_EXERCISE_
Transcribe each record below word for word.

_ROWS_
========

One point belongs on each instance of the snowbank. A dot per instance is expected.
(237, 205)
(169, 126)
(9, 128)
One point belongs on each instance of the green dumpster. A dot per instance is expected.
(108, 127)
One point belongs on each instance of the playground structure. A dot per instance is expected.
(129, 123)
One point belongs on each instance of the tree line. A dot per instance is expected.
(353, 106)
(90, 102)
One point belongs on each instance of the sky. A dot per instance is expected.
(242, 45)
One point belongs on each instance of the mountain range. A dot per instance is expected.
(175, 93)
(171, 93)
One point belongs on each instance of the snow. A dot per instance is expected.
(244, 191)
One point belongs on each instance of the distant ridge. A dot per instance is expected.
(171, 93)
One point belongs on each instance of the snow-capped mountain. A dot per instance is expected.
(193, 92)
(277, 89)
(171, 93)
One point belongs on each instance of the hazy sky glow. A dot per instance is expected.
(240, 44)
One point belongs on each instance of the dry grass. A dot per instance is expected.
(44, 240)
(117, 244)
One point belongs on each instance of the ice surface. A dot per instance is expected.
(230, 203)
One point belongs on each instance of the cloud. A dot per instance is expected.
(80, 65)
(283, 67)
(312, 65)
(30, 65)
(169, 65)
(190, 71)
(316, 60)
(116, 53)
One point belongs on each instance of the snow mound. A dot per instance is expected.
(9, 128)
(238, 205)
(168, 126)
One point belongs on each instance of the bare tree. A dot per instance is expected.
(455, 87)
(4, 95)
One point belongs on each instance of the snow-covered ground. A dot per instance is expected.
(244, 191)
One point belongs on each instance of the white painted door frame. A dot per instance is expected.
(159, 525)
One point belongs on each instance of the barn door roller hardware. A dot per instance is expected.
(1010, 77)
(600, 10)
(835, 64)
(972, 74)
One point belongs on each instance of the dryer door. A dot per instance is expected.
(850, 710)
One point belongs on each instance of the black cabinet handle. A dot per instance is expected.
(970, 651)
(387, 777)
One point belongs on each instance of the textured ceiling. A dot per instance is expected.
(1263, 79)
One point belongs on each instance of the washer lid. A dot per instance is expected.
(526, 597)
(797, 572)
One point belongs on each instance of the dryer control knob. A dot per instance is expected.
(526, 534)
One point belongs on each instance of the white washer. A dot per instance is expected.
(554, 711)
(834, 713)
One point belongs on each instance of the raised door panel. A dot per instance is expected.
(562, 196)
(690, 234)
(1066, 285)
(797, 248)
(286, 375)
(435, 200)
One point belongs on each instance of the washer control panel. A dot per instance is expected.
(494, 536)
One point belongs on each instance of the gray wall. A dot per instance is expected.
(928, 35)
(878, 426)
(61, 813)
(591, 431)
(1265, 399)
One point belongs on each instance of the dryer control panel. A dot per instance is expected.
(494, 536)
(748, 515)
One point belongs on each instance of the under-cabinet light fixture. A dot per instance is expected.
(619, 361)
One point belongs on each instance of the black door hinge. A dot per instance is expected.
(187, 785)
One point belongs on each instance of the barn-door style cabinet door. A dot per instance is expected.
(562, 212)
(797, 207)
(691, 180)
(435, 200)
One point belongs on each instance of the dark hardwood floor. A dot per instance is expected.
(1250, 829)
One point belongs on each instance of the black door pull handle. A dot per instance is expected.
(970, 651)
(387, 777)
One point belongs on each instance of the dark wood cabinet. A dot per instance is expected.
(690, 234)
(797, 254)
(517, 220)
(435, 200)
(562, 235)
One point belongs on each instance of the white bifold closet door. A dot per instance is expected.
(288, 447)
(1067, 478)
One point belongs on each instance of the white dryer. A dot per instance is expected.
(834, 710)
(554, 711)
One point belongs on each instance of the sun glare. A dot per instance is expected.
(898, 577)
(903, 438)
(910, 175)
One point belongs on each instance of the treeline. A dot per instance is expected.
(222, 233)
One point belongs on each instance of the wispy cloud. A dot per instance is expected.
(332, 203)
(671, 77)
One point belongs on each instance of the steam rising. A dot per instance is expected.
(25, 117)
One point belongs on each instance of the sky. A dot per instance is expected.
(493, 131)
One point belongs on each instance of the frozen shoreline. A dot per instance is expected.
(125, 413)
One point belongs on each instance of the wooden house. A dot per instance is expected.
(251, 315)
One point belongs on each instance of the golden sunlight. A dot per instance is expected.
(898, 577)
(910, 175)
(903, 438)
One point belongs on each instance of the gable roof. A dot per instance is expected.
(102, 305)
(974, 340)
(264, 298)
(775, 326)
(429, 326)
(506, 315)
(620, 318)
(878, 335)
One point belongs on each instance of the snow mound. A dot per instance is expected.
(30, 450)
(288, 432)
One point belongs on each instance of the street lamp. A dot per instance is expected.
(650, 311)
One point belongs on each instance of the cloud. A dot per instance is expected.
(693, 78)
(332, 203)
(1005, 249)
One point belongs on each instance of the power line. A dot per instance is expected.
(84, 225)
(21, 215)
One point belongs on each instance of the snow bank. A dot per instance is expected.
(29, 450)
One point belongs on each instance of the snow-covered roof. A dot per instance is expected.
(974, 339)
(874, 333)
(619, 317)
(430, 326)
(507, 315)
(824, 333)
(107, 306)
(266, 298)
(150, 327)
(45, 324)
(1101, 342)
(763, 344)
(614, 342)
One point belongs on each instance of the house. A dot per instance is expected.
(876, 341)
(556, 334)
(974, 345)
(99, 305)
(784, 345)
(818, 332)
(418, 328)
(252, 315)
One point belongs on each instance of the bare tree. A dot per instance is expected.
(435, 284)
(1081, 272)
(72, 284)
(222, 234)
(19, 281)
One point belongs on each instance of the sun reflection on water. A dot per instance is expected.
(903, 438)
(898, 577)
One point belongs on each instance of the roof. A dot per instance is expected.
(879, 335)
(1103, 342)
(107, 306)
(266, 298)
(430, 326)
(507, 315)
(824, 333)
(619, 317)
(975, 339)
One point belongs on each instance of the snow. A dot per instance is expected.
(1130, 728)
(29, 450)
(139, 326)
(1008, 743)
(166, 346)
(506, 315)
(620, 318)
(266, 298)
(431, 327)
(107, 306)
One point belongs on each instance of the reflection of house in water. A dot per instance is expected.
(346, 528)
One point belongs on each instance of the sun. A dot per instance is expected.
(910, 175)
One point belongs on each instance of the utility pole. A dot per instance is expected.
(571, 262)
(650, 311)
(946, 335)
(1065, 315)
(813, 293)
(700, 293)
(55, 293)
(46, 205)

========

_TASK RESPONSE_
One point belongs on each instance of the snowbank. A dot per instance is expected.
(237, 205)
(169, 126)
(9, 128)
One point belongs on each instance of the green dumpster. A dot per instance is expected.
(108, 127)
One point belongs on each instance of the playground structure. A dot per instance is expected.
(129, 123)
One point belongs on each instance of the tree line. A dot per instance is expected.
(353, 106)
(90, 102)
One point belongs on each instance of the sky. A dot per instance is expected.
(242, 45)
One point belongs on each instance of the mountain range. A dot per instance is expected.
(175, 93)
(171, 93)
One point belongs on each instance of the snow. A dot per instance is expected.
(244, 191)
One point belongs on each instance of the distant ridge. A dot per instance is expected.
(171, 93)
One point belongs on each instance of the snow-capped mountain. A dot per instance is expected.
(193, 92)
(277, 89)
(171, 93)
One point belongs on each instance of the hazy sky glow. A dot per instance is expected.
(240, 44)
One point belongs on each instance of the dry grass. A dot per instance is expected.
(44, 240)
(117, 244)
One point belongs on each instance of the ice surface. A dot per instance is expected.
(230, 203)
One point belongs on each instance of the cloud. A dot per instance is expected.
(80, 65)
(283, 67)
(312, 65)
(30, 65)
(169, 65)
(190, 71)
(316, 60)
(116, 53)
One point belongs on each instance of the snow mound. A dot per instance is expected.
(9, 128)
(238, 205)
(168, 126)
One point belongs on each instance of the bare tree. A dot per instance is expected.
(455, 87)
(4, 95)
One point belongs on each instance of the snow-covered ground. A dot per instance is expected.
(244, 191)
One point belongs on each instance of the white painted door frame. A dot per instance is expected.
(159, 525)
One point belongs on each instance of the barn door roller hardware. A dot per instance is expected.
(1010, 77)
(600, 10)
(835, 64)
(972, 74)
One point belongs on each instance of the dryer door. A dot per instance is expected.
(850, 710)
One point belongs on each instance of the black cabinet handle. A dot per instance is expected.
(970, 651)
(387, 777)
One point belongs on each instance of the textured ceiling. A dot per instance is expected.
(1263, 79)
One point belongs on each instance of the washer lid. A dot per instance is expected.
(526, 597)
(797, 572)
One point belongs on each instance of the dryer control knob. A dot per instance is expected.
(526, 534)
One point belongs on each instance of the white washer. A dot per instance is expected.
(554, 711)
(834, 713)
One point belongs on each instance of the raised door panel. A dot per instance is expected.
(562, 196)
(690, 234)
(1066, 285)
(797, 248)
(286, 375)
(435, 200)
One point belongs on each instance of the washer control panel. A dot per instance is expected.
(494, 536)
One point belongs on each instance of the gray wall. A dot per instance is expected.
(928, 35)
(878, 426)
(61, 813)
(591, 431)
(1265, 399)
One point belongs on each instance of the dryer control panel. A dot per instance is expected.
(494, 536)
(748, 515)
One point belongs on each instance of the under-cabinet light fixture. A dot per instance is expected.
(619, 361)
One point belongs on each instance of the black door hinge. A dot per instance is expected.
(187, 785)
One point belongs on each instance of the barn-door style cabinet door. A dot per instance is expected.
(562, 212)
(797, 207)
(691, 180)
(435, 200)
One point belongs on each instance of the dark hardwood floor. A dot per instance is expected.
(1250, 829)
One point belongs on each instance of the black door pull handle. A dot per instance is expected.
(970, 651)
(387, 777)
One point belongs on each instance of the dark wood cabinet. A dot per instance is expected.
(690, 234)
(797, 254)
(517, 220)
(435, 200)
(562, 235)
One point belongs on each instance of the white bifold closet door. A dot per instance is expected.
(288, 447)
(1067, 478)
One point belongs on each instance of the white dryer. A dot per instance is expected.
(834, 710)
(554, 711)
One point belongs on each instance of the sun glare. A dot per instance is expected.
(898, 577)
(903, 438)
(910, 175)
One point belongs on each instance of the treeline. A dot per instance is expected.
(222, 233)
One point belongs on each instance of the wispy cloud. A dot per instance is expected.
(332, 203)
(671, 77)
One point belongs on each instance of the steam rising. A dot per instance is expected.
(25, 117)
One point belongs on each instance of the sky. A dot per instance is expected.
(493, 131)
One point belongs on each instance of the frozen shoreline. A dot per instance is expected.
(125, 413)
One point belongs on each instance of the wooden house. A dot per instance is expected.
(251, 315)
One point belongs on each instance of the golden sunlight. A dot per instance is expected.
(898, 577)
(910, 175)
(903, 438)
One point belongs on each instance of the gable roof. A dot per instance is expected.
(102, 305)
(974, 340)
(264, 298)
(775, 326)
(429, 326)
(506, 315)
(620, 318)
(878, 335)
One point belongs on each instance of the snow mound. A dot per instance is expected.
(30, 450)
(288, 432)
One point belongs on each instance of the street lamp. A dot per instance is expected.
(650, 311)
One point belongs on each instance of the cloud. A dot per instance is expected.
(693, 78)
(332, 203)
(1005, 249)
One point belongs on each instance of the power line. A dot per instance is expected.
(84, 225)
(21, 215)
One point belongs on each instance of the snow bank. A dot per instance is expected.
(29, 450)
One point belongs on each instance of the snow-covered roof. A dot per instance is expected.
(974, 339)
(874, 333)
(619, 317)
(430, 326)
(507, 315)
(824, 333)
(107, 306)
(266, 298)
(150, 327)
(45, 324)
(1101, 342)
(763, 344)
(614, 342)
One point belongs on each instance of the house. A dot per instance is expected.
(876, 341)
(556, 334)
(974, 345)
(99, 305)
(784, 345)
(818, 332)
(418, 328)
(252, 315)
One point belongs on each instance of the bare tree. A dot per instance is expected.
(435, 284)
(1081, 272)
(72, 284)
(222, 234)
(19, 281)
One point belongs on each instance of the sun reflection on water. A dot per instance is expected.
(903, 438)
(898, 577)
One point belongs on each instance of the roof. A dot per instance is expected.
(879, 335)
(1103, 342)
(107, 306)
(266, 298)
(430, 326)
(507, 315)
(824, 333)
(619, 317)
(975, 339)
One point belongs on each instance of the snow. A dot per instance is expected.
(1130, 728)
(29, 450)
(139, 326)
(1008, 743)
(166, 346)
(506, 315)
(620, 318)
(266, 298)
(431, 327)
(107, 306)
One point belongs on each instance of the reflection of house in water. A dot per instance is expected.
(346, 528)
One point belongs on each instance of the sun. A dot per instance is expected.
(910, 175)
One point belongs on each instance of the utility pole. A dot per instance is expected.
(571, 262)
(650, 311)
(946, 335)
(1065, 315)
(813, 293)
(700, 293)
(55, 293)
(46, 205)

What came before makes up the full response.